━━━━━ EXTRAIT DU DOCUMENT

Si notre cerveau joue déjà un rôle clé dans nos préférences artistiques – comme nous l’avons vu avec son câblage presque primitif en faveur de certaines formes ou couleurs –, que devient cet instinct face à l’immense influence de l’éducation et de la culture ? Car au-delà de nos circuits neuronaux, nos goûts artistiques sont aussi le reflet de ce que nous avons appris, expérimenté et assimilé tout au long de notre vie.
Le poids de l’environnement : un cerveau malléable face à l’art
Dès l’enfance, notre exposition à l’art commence : un tableau accroché dans le salon familial, des livres d’images colorés, une sortie scolaire dans un musée. Ces premières expériences laissent une empreinte durable sur notre manière d’appréhender l’esthétique.
Prenons un exemple : un enfant qui grandit entouré de paysages urbains, avec leurs structures géométriques et leurs teintes sobres, développera probablement une sensibilité différente de celui qui grandit dans une région riche en paysages naturels. Ce dernier pourrait trouver plus facilement du réconfort dans des œuvres représentant des horizons ouverts ou des formes organiques.

━━━━━━━━━━
━━━━━ DONNÉES SOURCES

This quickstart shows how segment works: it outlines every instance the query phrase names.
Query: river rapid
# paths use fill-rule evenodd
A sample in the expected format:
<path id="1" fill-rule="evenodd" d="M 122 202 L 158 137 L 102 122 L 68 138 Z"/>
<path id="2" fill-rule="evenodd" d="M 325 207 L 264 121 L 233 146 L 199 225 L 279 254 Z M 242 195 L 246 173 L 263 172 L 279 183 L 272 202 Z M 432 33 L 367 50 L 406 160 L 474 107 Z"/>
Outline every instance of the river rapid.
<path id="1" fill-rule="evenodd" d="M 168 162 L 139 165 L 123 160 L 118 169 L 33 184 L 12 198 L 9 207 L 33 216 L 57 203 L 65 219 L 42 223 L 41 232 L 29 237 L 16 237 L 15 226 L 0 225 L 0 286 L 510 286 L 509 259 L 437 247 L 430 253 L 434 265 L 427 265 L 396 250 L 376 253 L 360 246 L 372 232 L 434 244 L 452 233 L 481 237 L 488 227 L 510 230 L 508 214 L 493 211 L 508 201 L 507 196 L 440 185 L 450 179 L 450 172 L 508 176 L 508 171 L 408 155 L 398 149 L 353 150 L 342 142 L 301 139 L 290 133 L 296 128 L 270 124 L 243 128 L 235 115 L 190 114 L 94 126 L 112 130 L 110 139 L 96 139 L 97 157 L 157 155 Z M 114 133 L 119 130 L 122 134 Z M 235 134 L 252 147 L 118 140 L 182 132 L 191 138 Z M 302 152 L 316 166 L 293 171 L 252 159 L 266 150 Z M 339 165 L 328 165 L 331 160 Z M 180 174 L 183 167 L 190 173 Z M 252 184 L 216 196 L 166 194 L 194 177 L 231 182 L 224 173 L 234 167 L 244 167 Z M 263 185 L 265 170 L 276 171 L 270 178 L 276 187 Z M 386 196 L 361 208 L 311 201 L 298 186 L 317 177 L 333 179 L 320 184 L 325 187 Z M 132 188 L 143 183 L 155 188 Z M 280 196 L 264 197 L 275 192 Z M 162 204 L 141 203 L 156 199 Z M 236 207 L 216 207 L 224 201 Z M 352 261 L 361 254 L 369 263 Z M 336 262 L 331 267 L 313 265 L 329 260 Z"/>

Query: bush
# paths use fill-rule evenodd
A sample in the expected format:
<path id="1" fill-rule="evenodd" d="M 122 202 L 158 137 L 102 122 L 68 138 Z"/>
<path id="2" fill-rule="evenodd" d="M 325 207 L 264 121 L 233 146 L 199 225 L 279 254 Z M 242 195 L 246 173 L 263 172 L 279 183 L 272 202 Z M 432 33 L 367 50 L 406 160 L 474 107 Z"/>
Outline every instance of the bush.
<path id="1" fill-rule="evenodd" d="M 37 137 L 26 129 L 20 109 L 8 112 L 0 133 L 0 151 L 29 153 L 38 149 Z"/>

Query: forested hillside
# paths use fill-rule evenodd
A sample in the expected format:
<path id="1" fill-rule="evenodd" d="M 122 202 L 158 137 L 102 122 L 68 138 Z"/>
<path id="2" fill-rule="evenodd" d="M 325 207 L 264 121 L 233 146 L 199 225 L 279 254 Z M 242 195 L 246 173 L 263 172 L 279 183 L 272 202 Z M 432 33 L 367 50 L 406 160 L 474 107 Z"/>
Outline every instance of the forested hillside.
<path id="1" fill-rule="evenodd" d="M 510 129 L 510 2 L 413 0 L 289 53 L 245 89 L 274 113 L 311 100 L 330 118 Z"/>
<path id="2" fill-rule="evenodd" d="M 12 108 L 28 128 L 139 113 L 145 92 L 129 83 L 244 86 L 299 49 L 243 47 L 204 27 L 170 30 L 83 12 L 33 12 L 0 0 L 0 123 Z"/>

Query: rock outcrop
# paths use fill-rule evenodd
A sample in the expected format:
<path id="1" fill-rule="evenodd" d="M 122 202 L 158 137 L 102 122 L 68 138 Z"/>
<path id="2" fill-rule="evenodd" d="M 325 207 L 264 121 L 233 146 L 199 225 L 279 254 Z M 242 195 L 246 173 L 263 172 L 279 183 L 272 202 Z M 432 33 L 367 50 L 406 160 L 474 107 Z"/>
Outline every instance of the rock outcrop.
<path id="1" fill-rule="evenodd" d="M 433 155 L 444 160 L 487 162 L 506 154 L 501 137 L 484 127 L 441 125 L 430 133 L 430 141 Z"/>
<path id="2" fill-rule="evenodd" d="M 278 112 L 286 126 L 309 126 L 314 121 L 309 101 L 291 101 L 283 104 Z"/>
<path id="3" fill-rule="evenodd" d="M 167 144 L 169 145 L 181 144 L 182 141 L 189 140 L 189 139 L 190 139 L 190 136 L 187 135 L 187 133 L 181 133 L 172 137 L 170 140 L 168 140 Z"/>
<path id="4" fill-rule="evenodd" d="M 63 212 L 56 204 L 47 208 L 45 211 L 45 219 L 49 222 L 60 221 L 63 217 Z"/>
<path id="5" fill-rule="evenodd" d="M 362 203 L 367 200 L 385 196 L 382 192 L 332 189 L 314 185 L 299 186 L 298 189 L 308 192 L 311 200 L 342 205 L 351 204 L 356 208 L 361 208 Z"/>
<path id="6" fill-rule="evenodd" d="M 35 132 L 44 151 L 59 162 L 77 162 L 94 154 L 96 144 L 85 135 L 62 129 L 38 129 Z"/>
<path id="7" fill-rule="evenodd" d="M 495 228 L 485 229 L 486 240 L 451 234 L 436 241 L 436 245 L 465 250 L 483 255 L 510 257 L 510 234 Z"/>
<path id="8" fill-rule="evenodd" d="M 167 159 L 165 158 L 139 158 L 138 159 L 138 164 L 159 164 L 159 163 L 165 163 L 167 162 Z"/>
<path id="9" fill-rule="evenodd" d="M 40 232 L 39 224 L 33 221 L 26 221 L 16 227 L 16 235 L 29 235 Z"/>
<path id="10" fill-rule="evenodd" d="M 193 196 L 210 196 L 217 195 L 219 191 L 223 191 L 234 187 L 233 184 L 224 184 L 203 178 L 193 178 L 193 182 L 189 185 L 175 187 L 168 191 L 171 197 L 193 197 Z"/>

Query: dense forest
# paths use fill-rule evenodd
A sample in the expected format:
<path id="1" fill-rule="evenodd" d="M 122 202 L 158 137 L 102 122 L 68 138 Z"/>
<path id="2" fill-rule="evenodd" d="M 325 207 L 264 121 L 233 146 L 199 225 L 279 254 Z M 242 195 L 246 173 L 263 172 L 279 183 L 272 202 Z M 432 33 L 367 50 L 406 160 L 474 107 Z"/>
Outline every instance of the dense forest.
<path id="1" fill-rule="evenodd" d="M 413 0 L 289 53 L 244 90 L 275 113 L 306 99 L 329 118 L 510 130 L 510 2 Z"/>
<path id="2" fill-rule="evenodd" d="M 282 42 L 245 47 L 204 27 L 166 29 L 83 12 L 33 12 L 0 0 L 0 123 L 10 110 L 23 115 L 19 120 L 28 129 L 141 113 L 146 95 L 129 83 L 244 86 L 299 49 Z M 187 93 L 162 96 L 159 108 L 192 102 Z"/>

━━━━━━━━━━

» LISTE DES TÂCHES
• a. D'après l'extrait, quelles premières expériences artistiques de l'enfance sont citées ?
• b. Modifiez le passage de l'extrait qui commence par « Si notre cerveau » et va jusqu'à « manière d’appréhender l’esthétique. » en y remplaçant « musée » par « théâtre ».

» SOLUTIONS DÉTAILLÉES
• a. Un tableau accroché dans le salon familial, des livres d'images colorés et une sortie scolaire dans un musée.

• b.
Si notre cerveau joue déjà un rôle clé dans nos préférences artistiques – comme nous l’avons vu avec son câblage presque primitif en faveur de certaines formes ou couleurs –, que devient cet instinct face à l’immense influence de l’éducation et de la culture ? Car au-delà de nos circuits neuronaux, nos goûts artistiques sont aussi le reflet de ce que nous avons appris, expérimenté et assimilé tout au long de notre vie.
Le poids de l’environnement : un cerveau malléable face à l’art
Dès l’enfance, notre exposition à l’art commence : un tableau accroché dans le salon familial, des livres d’images colorés, une sortie scolaire dans un théâtre. Ces premières expériences laissent une empreinte durable sur notre manière d’appréhender l’esthétique.